### TRY IT
Below are the records; give again exactly the lines that run from the one with "Your task is to find every instance of bright" through the last line.

### DATA PROVIDED
-- Opening Marker --

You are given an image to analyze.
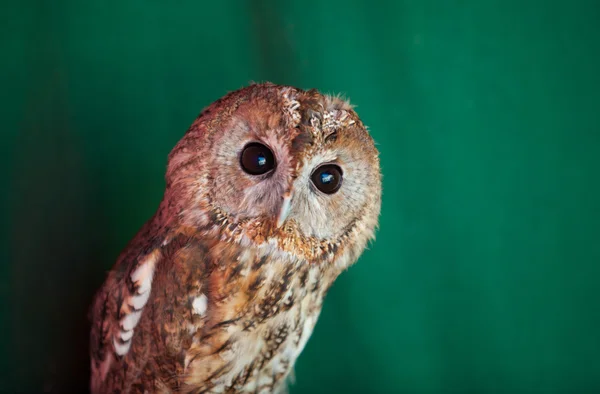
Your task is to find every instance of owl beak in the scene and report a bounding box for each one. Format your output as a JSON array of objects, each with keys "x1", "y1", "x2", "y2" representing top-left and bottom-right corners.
[{"x1": 276, "y1": 191, "x2": 293, "y2": 228}]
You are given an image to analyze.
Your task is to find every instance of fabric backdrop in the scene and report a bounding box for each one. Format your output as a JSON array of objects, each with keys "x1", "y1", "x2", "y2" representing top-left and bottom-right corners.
[{"x1": 2, "y1": 1, "x2": 599, "y2": 392}]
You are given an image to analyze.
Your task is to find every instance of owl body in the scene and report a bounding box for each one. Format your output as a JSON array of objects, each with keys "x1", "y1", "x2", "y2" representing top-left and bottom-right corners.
[{"x1": 90, "y1": 83, "x2": 381, "y2": 393}]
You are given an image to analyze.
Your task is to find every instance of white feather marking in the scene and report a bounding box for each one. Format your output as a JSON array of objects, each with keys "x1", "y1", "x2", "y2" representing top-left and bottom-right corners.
[
  {"x1": 101, "y1": 251, "x2": 163, "y2": 372},
  {"x1": 129, "y1": 289, "x2": 151, "y2": 310},
  {"x1": 271, "y1": 356, "x2": 288, "y2": 375},
  {"x1": 187, "y1": 323, "x2": 196, "y2": 335},
  {"x1": 295, "y1": 316, "x2": 315, "y2": 357},
  {"x1": 113, "y1": 336, "x2": 132, "y2": 356},
  {"x1": 120, "y1": 329, "x2": 134, "y2": 341},
  {"x1": 192, "y1": 294, "x2": 208, "y2": 316},
  {"x1": 130, "y1": 252, "x2": 159, "y2": 294},
  {"x1": 184, "y1": 353, "x2": 193, "y2": 371},
  {"x1": 120, "y1": 309, "x2": 142, "y2": 331},
  {"x1": 307, "y1": 267, "x2": 319, "y2": 289},
  {"x1": 135, "y1": 269, "x2": 153, "y2": 294},
  {"x1": 226, "y1": 324, "x2": 238, "y2": 334},
  {"x1": 257, "y1": 374, "x2": 273, "y2": 386}
]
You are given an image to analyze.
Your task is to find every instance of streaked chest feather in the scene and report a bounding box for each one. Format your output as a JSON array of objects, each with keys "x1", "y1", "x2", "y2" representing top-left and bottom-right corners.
[{"x1": 154, "y1": 242, "x2": 335, "y2": 393}]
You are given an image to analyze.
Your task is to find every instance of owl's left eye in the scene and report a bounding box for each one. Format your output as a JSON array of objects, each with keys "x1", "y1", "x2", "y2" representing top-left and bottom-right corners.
[
  {"x1": 311, "y1": 164, "x2": 343, "y2": 194},
  {"x1": 240, "y1": 143, "x2": 276, "y2": 175}
]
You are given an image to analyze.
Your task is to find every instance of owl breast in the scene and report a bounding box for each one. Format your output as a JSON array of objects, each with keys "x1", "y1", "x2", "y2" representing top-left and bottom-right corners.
[{"x1": 150, "y1": 237, "x2": 336, "y2": 393}]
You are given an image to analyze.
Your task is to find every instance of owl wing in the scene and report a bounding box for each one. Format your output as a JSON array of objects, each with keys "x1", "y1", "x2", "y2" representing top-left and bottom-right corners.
[{"x1": 89, "y1": 215, "x2": 172, "y2": 393}]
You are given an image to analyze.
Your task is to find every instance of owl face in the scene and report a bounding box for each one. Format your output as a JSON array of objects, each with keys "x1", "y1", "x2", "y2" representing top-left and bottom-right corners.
[{"x1": 166, "y1": 84, "x2": 381, "y2": 262}]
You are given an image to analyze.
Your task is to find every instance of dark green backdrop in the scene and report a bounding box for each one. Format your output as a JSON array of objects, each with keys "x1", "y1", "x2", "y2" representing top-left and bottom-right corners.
[{"x1": 2, "y1": 1, "x2": 600, "y2": 392}]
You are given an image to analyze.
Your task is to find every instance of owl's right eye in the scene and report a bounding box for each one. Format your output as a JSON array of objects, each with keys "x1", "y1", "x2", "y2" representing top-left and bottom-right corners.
[{"x1": 240, "y1": 143, "x2": 276, "y2": 175}]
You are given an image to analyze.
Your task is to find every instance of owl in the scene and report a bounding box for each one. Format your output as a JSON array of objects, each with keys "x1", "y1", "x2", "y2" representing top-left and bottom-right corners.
[{"x1": 89, "y1": 83, "x2": 381, "y2": 393}]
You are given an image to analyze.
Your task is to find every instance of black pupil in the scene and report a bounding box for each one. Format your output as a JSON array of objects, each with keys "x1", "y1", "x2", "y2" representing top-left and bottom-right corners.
[
  {"x1": 312, "y1": 164, "x2": 343, "y2": 194},
  {"x1": 240, "y1": 143, "x2": 275, "y2": 175}
]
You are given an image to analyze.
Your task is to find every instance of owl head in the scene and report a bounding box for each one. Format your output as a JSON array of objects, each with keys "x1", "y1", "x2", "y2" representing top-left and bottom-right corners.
[{"x1": 164, "y1": 83, "x2": 381, "y2": 267}]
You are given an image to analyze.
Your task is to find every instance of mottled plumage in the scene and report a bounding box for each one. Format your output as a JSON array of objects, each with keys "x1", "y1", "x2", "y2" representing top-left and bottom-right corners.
[{"x1": 90, "y1": 83, "x2": 381, "y2": 393}]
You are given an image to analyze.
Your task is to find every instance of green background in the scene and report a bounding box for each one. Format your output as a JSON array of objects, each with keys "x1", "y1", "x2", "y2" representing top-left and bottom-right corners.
[{"x1": 2, "y1": 1, "x2": 600, "y2": 392}]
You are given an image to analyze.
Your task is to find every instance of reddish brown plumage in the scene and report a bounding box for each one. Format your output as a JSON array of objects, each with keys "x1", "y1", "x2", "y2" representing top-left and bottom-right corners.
[{"x1": 90, "y1": 83, "x2": 381, "y2": 393}]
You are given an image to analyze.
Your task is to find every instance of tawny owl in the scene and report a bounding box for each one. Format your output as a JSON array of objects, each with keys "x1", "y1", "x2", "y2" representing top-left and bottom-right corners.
[{"x1": 89, "y1": 83, "x2": 381, "y2": 393}]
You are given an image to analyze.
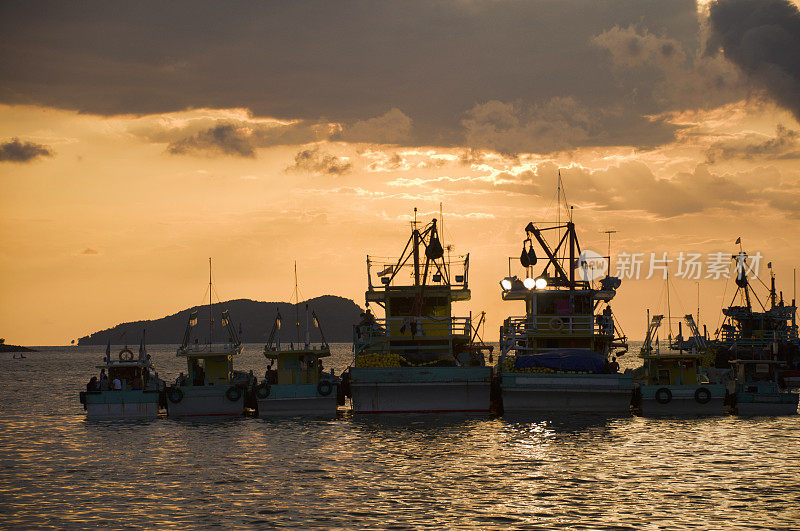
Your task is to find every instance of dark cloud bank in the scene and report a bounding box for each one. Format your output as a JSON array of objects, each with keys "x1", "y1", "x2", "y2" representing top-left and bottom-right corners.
[
  {"x1": 708, "y1": 0, "x2": 800, "y2": 121},
  {"x1": 3, "y1": 0, "x2": 799, "y2": 154},
  {"x1": 0, "y1": 138, "x2": 53, "y2": 162},
  {"x1": 1, "y1": 0, "x2": 701, "y2": 152}
]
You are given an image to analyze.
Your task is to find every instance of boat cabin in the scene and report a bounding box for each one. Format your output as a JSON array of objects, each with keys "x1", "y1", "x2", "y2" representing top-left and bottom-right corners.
[
  {"x1": 731, "y1": 359, "x2": 785, "y2": 391},
  {"x1": 642, "y1": 353, "x2": 703, "y2": 386},
  {"x1": 98, "y1": 361, "x2": 151, "y2": 390},
  {"x1": 264, "y1": 349, "x2": 331, "y2": 385},
  {"x1": 177, "y1": 351, "x2": 235, "y2": 386}
]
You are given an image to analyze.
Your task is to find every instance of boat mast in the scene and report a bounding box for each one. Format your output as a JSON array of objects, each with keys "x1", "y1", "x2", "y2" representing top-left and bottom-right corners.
[
  {"x1": 666, "y1": 270, "x2": 673, "y2": 341},
  {"x1": 209, "y1": 257, "x2": 213, "y2": 345},
  {"x1": 294, "y1": 261, "x2": 300, "y2": 345},
  {"x1": 412, "y1": 207, "x2": 420, "y2": 286}
]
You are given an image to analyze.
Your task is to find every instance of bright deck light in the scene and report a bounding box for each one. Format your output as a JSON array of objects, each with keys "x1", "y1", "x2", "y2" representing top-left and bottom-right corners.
[
  {"x1": 535, "y1": 278, "x2": 547, "y2": 289},
  {"x1": 500, "y1": 278, "x2": 513, "y2": 290},
  {"x1": 523, "y1": 277, "x2": 536, "y2": 289}
]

-- Closing Marker --

### PROBLEM SOLUTION
Your task is to find every instance of bright deck light in the scene and report a bounding box for each one. Format your output as a JSON array of objects, each with keys "x1", "y1", "x2", "y2" representing top-left and bottom-right corners.
[
  {"x1": 535, "y1": 278, "x2": 547, "y2": 289},
  {"x1": 500, "y1": 278, "x2": 513, "y2": 290},
  {"x1": 523, "y1": 277, "x2": 536, "y2": 289}
]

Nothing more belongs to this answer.